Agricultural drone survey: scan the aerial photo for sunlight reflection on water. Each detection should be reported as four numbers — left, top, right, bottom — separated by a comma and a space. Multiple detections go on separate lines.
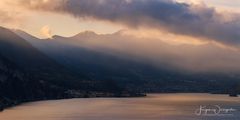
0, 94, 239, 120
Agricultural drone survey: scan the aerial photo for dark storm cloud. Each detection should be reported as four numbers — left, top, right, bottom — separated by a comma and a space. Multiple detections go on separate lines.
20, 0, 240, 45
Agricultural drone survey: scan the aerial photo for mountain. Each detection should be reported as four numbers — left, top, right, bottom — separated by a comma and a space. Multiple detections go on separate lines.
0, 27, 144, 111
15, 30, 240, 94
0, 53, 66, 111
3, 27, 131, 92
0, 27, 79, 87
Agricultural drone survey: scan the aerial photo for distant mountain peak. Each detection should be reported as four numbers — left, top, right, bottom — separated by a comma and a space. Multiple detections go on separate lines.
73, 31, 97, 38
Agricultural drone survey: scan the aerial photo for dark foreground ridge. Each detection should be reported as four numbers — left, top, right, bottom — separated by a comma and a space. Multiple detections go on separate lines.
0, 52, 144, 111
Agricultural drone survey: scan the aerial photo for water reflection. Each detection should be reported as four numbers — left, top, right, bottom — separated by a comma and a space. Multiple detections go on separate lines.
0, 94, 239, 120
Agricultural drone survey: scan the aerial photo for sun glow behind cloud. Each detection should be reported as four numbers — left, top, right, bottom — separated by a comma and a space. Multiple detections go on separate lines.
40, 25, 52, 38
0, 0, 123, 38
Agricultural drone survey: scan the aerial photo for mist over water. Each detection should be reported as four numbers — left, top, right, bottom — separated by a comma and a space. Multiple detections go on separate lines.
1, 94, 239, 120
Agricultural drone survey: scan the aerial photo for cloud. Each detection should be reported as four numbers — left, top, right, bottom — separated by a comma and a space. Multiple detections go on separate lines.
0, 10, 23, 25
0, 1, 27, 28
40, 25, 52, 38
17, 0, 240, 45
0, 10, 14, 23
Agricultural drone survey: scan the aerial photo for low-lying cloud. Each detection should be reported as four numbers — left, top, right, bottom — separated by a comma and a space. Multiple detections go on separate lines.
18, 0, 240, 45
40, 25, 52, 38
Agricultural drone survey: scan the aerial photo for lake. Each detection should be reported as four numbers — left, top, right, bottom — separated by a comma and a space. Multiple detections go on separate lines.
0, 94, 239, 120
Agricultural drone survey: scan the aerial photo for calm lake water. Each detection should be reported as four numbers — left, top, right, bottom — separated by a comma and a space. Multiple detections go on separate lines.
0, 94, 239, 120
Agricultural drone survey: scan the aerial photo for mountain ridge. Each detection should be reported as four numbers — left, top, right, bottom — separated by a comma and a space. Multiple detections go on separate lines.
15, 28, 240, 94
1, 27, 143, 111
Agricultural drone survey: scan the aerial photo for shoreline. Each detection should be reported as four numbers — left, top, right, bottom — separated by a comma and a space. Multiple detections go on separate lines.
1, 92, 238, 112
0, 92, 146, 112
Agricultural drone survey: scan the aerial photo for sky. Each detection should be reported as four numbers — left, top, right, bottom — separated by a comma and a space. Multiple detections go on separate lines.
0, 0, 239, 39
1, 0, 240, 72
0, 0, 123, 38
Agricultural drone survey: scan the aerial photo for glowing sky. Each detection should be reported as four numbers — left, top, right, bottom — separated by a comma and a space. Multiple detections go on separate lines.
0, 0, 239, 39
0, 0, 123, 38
---
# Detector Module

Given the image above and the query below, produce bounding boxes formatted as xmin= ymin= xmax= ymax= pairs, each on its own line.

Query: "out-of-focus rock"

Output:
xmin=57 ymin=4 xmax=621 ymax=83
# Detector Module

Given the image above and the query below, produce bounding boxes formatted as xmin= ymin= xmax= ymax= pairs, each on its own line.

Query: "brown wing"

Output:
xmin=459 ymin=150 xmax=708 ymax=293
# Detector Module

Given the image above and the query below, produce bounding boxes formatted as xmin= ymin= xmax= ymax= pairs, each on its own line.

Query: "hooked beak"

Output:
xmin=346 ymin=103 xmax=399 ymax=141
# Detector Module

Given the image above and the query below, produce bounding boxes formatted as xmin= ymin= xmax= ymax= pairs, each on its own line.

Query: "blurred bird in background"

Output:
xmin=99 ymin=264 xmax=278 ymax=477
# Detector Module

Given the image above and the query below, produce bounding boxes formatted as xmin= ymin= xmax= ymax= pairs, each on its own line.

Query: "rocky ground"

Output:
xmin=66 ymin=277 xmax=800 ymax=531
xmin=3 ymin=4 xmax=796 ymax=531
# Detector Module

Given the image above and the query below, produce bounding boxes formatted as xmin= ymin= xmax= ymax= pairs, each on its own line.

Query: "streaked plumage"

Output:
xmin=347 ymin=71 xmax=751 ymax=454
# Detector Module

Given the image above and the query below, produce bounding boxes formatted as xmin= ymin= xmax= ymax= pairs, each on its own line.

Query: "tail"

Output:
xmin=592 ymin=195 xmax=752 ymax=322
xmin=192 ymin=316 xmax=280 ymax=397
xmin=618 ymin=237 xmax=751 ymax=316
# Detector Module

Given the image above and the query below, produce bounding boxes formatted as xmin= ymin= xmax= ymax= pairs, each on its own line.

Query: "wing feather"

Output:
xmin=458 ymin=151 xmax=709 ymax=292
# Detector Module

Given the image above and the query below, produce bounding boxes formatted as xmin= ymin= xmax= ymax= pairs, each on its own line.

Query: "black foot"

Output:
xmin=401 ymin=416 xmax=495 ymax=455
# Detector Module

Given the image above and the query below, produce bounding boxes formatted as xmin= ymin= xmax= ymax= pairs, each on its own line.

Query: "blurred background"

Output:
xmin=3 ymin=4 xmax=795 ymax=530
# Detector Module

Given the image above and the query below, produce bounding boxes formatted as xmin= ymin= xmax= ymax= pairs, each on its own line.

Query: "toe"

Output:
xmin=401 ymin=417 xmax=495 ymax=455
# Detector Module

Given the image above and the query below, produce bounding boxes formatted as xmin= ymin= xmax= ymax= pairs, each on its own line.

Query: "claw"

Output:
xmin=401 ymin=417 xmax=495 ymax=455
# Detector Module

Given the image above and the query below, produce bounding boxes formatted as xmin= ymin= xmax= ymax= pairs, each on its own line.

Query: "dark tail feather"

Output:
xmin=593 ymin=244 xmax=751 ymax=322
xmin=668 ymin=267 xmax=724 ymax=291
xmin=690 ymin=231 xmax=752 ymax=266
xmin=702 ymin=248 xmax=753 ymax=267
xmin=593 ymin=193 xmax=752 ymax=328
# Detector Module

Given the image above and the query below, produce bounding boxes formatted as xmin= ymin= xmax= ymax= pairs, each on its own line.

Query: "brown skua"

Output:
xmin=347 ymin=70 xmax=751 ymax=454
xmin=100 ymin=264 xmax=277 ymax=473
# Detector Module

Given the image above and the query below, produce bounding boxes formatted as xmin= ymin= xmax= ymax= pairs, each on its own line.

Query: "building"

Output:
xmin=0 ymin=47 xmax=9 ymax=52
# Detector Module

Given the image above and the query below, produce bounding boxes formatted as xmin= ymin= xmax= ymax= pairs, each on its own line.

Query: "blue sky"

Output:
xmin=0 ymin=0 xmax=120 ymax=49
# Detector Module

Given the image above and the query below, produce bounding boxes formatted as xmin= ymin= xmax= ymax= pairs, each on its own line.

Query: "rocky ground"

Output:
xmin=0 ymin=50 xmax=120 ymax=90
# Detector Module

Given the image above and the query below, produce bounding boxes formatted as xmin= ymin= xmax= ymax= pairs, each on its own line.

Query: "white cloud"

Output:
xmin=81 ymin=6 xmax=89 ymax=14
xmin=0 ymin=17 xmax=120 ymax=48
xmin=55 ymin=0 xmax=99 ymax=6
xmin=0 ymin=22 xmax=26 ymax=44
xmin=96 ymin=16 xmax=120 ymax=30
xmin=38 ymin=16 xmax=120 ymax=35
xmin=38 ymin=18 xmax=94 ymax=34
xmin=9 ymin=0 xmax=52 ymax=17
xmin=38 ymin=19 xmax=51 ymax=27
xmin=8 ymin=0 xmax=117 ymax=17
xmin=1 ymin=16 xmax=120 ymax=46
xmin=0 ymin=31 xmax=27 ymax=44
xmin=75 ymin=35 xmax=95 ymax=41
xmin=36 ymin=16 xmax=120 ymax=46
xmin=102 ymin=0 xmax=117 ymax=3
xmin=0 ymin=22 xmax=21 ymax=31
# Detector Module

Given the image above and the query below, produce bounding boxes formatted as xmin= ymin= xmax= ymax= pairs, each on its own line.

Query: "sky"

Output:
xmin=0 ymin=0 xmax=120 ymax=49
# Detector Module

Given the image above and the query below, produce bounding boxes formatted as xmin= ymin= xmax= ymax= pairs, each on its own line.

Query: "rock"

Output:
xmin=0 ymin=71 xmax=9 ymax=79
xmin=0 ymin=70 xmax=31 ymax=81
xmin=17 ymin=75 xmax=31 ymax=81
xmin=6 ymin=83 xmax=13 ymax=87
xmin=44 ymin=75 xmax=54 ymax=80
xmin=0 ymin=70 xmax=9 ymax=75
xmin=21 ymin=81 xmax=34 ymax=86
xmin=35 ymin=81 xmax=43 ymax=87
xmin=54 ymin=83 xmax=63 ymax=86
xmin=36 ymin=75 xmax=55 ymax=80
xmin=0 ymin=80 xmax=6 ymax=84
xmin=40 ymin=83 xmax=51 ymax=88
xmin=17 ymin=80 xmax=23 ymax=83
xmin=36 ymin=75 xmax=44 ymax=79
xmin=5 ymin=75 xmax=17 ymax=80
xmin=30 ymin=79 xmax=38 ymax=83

→ **GOAL OF THE EXERCISE**: Which lines hold the word "background"? Return all of them from the records above.

→ **RESPONSE TO THIS TASK**:
Query: "blurred bird in background"
Query: "blurred background"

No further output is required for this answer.